### REQUIRED WORK
Rewrite the data below with every "innermost" replaced by "central" and nothing else altered. Leave the pictures out of the result.

### PROVIDED INFORMATION
◇ ◇ ◇ ◇ ◇ ◇ ◇

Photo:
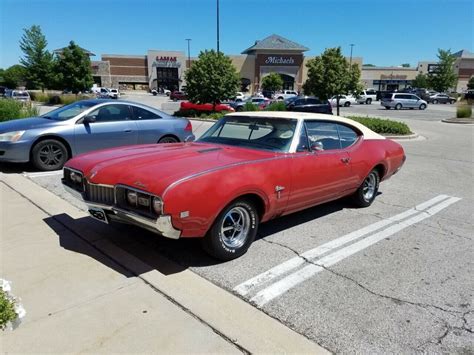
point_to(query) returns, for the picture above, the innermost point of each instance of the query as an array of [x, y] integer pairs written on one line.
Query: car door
[[321, 168], [113, 127], [151, 127]]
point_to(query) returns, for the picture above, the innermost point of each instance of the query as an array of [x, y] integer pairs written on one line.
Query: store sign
[[392, 77], [279, 60], [166, 62]]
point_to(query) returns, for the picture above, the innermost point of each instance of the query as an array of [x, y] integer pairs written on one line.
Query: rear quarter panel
[[203, 197]]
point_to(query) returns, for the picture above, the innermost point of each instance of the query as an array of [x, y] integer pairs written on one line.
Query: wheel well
[[257, 201], [381, 170], [57, 138], [170, 135]]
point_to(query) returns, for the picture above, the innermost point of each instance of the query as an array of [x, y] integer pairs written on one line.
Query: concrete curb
[[458, 121], [247, 327], [407, 137]]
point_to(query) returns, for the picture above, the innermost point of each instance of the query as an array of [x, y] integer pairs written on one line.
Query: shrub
[[382, 126], [464, 111], [11, 109], [276, 106], [7, 310]]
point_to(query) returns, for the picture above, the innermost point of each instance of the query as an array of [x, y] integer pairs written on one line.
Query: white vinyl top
[[368, 133]]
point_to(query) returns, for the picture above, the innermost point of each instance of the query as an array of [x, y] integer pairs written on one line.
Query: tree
[[272, 82], [14, 76], [330, 74], [470, 83], [443, 77], [37, 61], [421, 81], [212, 78], [74, 69]]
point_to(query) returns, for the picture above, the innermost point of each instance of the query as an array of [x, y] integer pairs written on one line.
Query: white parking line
[[309, 271], [43, 173], [253, 283]]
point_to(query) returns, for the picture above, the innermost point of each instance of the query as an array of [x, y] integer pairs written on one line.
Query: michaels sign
[[279, 60]]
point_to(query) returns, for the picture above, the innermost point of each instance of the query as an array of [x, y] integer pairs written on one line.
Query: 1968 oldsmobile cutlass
[[246, 169]]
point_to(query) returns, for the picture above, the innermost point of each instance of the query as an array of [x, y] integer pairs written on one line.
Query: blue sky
[[384, 32]]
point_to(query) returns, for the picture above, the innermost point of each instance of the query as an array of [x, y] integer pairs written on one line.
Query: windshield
[[69, 111], [274, 134]]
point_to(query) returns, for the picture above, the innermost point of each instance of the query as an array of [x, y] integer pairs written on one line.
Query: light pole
[[350, 60], [189, 52], [217, 26]]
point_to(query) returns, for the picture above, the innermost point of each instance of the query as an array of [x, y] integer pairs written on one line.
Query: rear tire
[[49, 154], [366, 193], [233, 231]]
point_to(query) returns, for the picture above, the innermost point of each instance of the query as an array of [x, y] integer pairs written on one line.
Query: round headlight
[[132, 197], [157, 205]]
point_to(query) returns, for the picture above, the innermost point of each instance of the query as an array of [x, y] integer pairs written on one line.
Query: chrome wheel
[[51, 155], [235, 227], [369, 187]]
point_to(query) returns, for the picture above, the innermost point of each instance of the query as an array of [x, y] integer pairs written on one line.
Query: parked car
[[441, 99], [246, 169], [399, 101], [18, 95], [48, 141], [178, 95], [310, 104], [285, 94], [186, 105], [260, 102], [366, 96], [114, 93], [344, 100]]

◇ ◇ ◇ ◇ ◇ ◇ ◇

### SOLUTION TO THE EXERCISE
Photo:
point_to(query) returns, for the picture above, the central point of each instance of the query as an array of [x, y] integer pairs written on one line.
Query: car door
[[321, 168], [113, 127], [151, 127]]
point_to(query) returns, for the picture above, the central point of each instance of the query as an array of [x, y] integer pairs written on one line.
Query: store sign
[[392, 77], [279, 60], [166, 62]]
point_to(query) returns, for the picture above, the central point of each instance of the query as an array of [x, y] integer pairs written on one line.
Query: rear quarter panel
[[203, 197]]
point_to(query) returns, for the picture above, the central point of each instance of the query as an array of [x, y] integer pairs written on one line.
Query: wheel well
[[257, 201], [381, 170], [57, 138], [170, 135]]
point_to(query) returns, for the picture above, the central point of each instance of the query as an array of [x, y] integer pairs written on one line.
Query: concrete curb
[[458, 121], [247, 327], [407, 137]]
point_to(query) returns, for the picture above, the central point of each instance of the query as an array of [x, y] integer pairs written on one line.
Query: shrub
[[382, 126], [464, 111], [11, 109], [276, 106], [7, 310]]
point_to(query) returns, for the picture above, the central point of each instance of the query as an array of [x, y] integer pairs written on one line.
Query: white vinyl top
[[368, 133]]
point_to(query) returns, for the picture above, the central point of each instance of the query as an array of [x, y] integer pairs written on one line.
Query: tree
[[272, 82], [14, 76], [330, 74], [470, 83], [443, 77], [37, 61], [421, 81], [212, 78], [74, 69]]
point_to(query) returns, for the picture above, the central point of each instance of the query as an array of [x, y] integer pairs written on one line.
Query: white parking line
[[309, 271], [43, 173], [253, 283]]
point_to(query) returns, for the picture above, the central point of each instance of the query as an array of [x, y] integer pairs written on one line.
Query: michaels sign
[[279, 60]]
point_to(query) returns, for the picture above, the central point of each instance of the query as an array of [x, y] integer pairs written on one line.
Query: 1968 oldsmobile cutlass
[[246, 169]]
point_to(query) returns, for the picture above, the central point of each instance of the query as an array of [x, y] integer pairs written on one line.
Query: blue sky
[[384, 32]]
point_to(query) returns, for the picture above, the central point of each instance of the query as an array of [x, y] integer pairs written on one line.
Query: windshield
[[69, 111], [274, 134]]
point_to(query) returns, for the picture above, the central point of each instance of the query as an array of [x, y] integer pairs written on one line.
Query: light pole
[[350, 60], [189, 52], [217, 26]]
point_to(query) returns, for the picture above, the central point of each instance of the query as an array of [x, y] integer pairs written on one line.
Query: rear tire
[[49, 154], [366, 193], [233, 231]]
point_to(query) returns, for the picture above, the central point of each instance of the query as an array of [x, y] integer pairs written on one line.
Query: round headlight
[[132, 197], [157, 205]]
point_to(query) returns, for the picture above, the central point of each instance of the query as an array of [x, y] integer pairs written on one line.
Query: chrome wheel
[[51, 155], [235, 227], [369, 187]]
point_to(query) returns, for the picture above, the central point of each instance of the query as an array of [x, y] integer pairs written on one line.
Query: parked car
[[441, 99], [246, 169], [399, 101], [18, 95], [48, 141], [178, 95], [310, 104], [285, 94], [186, 105], [260, 102], [366, 96], [114, 93], [344, 100]]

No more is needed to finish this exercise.